**REQUIRED WORK:**
Copy all of the records below, replacing each occurrence of "bounding box" with "rectangle" and leaving everything else as it is. Omit the pictures from your copy.
===== DATASET CONTENT
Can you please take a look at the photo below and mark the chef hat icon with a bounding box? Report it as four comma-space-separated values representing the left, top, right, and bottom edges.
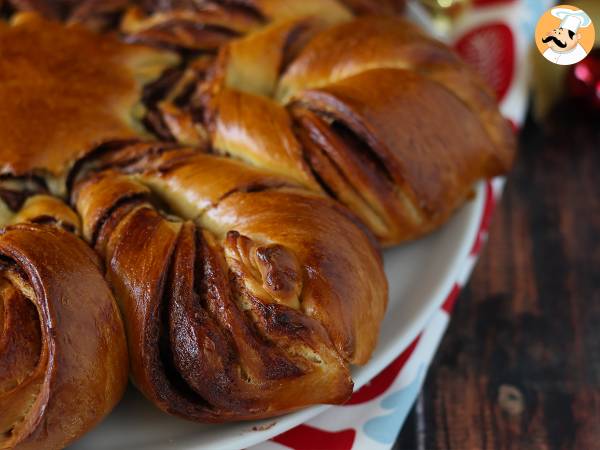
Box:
550, 8, 592, 33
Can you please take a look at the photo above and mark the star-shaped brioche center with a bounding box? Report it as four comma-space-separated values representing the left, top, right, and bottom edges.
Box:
0, 13, 178, 183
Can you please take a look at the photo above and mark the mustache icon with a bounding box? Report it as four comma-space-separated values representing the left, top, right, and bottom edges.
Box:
542, 36, 567, 48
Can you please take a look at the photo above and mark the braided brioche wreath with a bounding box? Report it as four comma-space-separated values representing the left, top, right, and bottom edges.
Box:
0, 0, 514, 448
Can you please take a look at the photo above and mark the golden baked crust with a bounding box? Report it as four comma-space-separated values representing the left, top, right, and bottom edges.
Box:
0, 223, 128, 450
0, 13, 178, 181
0, 0, 514, 440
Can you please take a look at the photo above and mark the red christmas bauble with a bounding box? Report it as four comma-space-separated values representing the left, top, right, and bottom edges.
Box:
567, 48, 600, 111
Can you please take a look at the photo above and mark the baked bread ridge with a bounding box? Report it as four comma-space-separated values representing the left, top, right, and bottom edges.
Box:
72, 143, 387, 422
0, 221, 128, 450
0, 0, 514, 440
197, 16, 515, 246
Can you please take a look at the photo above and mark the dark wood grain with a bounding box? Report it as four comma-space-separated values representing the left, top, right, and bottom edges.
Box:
395, 104, 600, 450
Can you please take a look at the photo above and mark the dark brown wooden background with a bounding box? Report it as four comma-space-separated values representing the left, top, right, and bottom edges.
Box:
394, 104, 600, 450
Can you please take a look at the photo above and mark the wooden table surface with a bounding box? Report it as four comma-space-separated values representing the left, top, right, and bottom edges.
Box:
394, 104, 600, 450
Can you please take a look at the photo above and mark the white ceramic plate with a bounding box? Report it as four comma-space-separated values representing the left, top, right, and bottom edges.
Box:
72, 183, 485, 450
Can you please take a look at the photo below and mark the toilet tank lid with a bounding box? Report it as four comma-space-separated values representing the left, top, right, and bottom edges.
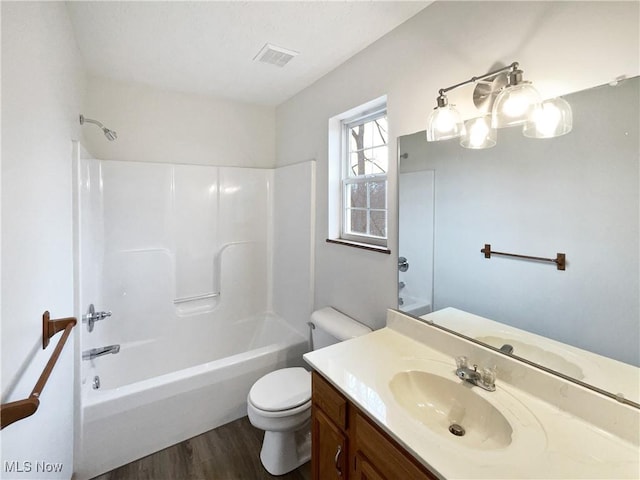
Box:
249, 367, 311, 412
311, 307, 372, 340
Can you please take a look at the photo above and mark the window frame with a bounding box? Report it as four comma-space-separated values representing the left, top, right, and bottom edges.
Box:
339, 107, 389, 247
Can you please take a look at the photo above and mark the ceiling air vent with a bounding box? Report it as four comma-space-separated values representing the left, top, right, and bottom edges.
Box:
253, 43, 298, 67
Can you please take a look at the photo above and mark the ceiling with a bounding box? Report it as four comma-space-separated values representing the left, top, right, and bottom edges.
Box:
67, 1, 431, 105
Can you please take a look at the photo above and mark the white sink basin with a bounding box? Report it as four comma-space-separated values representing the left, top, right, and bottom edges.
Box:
389, 370, 513, 450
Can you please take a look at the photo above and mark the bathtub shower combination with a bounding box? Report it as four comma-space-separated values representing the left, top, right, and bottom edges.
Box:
75, 154, 315, 479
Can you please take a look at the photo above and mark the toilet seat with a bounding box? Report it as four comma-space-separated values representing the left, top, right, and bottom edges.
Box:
249, 367, 311, 413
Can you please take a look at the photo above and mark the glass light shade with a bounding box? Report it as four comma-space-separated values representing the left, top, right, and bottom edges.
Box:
460, 115, 498, 150
522, 98, 573, 138
427, 105, 464, 142
491, 82, 541, 128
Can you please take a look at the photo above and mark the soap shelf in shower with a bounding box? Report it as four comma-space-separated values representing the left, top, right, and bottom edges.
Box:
0, 311, 77, 429
480, 243, 567, 270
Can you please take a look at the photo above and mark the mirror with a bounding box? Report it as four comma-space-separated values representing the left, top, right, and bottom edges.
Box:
398, 77, 640, 403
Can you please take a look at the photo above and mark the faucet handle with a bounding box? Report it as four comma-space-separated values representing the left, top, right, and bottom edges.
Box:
456, 355, 469, 368
482, 366, 496, 385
==========
**OUTPUT FOR THIS EXERCISE:**
Can you please take a look at the photo below and mark the chef hat icon with a rectangle? Report it as four comma-space-separated values representing the left, top, right, and bottom edges.
Box:
550, 8, 592, 33
Can you please take a look at the photo above and mark the star-shaped brioche center with a rectangle? Report it as four comma-space-separated values representing the left, top, right, and bottom edges.
Box:
0, 13, 178, 183
Can you please take a look at the photo above and mark the mustache icon with a rectangle? Report it as four comma-space-separated values representing the left, top, right, and bottom edges.
Box:
542, 36, 567, 48
Can you please take a look at the photo above and mark the braided brioche wreath with a rectangle? Report it as four comma-space-separated values representing the left, top, right, and bottom edges.
Box:
0, 0, 514, 448
Can you please take a look at the photo above and mark the golden baked crust with a rectangle? Report it as four comma-space-separated values representing the left, top, right, and bottom edges.
Box:
0, 223, 128, 450
0, 13, 178, 181
0, 0, 514, 440
Can you please take a look at the photo above and mark the red christmas bauble with a rectangle? Report it as four comma-space-separated values representing the left, top, right, and bottom edges.
Box:
567, 48, 600, 111
Can you please take a look at the photo above and mark the baked bread ridge with a rectangle? Report it as four comma-space-separated values representing the left, top, right, and bottom edges.
Box:
72, 143, 387, 422
0, 221, 128, 450
0, 0, 514, 440
197, 16, 515, 246
Can you please take a look at the photo above and mark the dark wood grain with a rectangle? Report it as four comma-space-separated values representing the left, top, right, and bottom edges.
Box:
395, 104, 600, 450
Can you please take a look at the photo above and mark the dark brown wooden background with a rectangle? Report it as four comma-space-separated values representing the left, top, right, and bottom edges.
Box:
394, 104, 600, 450
Can you please take a look at the photo above and mark the wooden table surface with a rectangle? Report it as four comma-space-separated values representing the left, top, right, and bottom edges.
Box:
394, 104, 600, 450
Can you please take a look at the photo above and mark the white ceramic plate with a rectangle? Report it as four comma-space-separated values representing the left, top, right, and bottom edges.
Box:
72, 183, 485, 450
Can you please take a look at the photo below and mark the toilet tank lid with a rectangle? Report it as four comma-space-separated values representing the left, top, right, and bottom edges.
Box:
249, 367, 311, 412
311, 307, 372, 340
Can you please take a look at the photo above and mark the window frame with a rectangle? Report it as four comma-space-separated values representing the left, top, right, and bottom edges.
Box:
339, 107, 389, 247
Can you please take a look at the photo above and mark the ceiling air vent with a rectangle? Report it as four comma-space-separated values representing the left, top, right, and bottom edges.
Box:
253, 43, 298, 67
Can you please take a look at the photo above and mark the ceiling with a rectangle? Report it as four comma-space-separated values representing the left, top, right, and bottom edges.
Box:
67, 1, 431, 105
Can you please take a look at the photo above and mark the white sink basin with a rectangle? Report it as four comma-space-separated values representing the left, top, right, and bottom edges.
Box:
389, 370, 513, 450
Can you please take a look at the photo above and mark the bathtub shower combination with a rectangle? Report it as four comma-space-separated values representing the left, top, right, and bottom edges.
Box:
75, 154, 315, 479
Can you please take a look at the photo above and mark the toilet seat with a rectangle? Report it as four comma-space-separated values representing the left, top, right, and bottom edges.
Box:
249, 367, 311, 413
Can you please take a look at the photo above and mark the glass light shade with a rectangle? Report it as four comma-space-separated values representing the left, top, right, and bottom edges.
Box:
460, 115, 498, 150
522, 98, 573, 138
427, 105, 464, 142
491, 82, 541, 128
Can you please take a look at the photo above and mark the soap shelf in shower with a rectangle? Report it as four comma-space-separated values representing the left, top, right, and bottom edges.
Box:
0, 311, 77, 429
480, 243, 567, 270
Can you please take a look at the photo above and mark the mirror with a rectangle? Report it as four comma-space-separated values representing the left, top, right, and bottom edges.
Box:
398, 77, 640, 403
Can you please take a look at the photo above and mark the faucet handle with a rectangle? Report it as four comma-space-separated values representing the left, top, right, and bottom edges.
Box:
456, 355, 469, 368
482, 366, 496, 385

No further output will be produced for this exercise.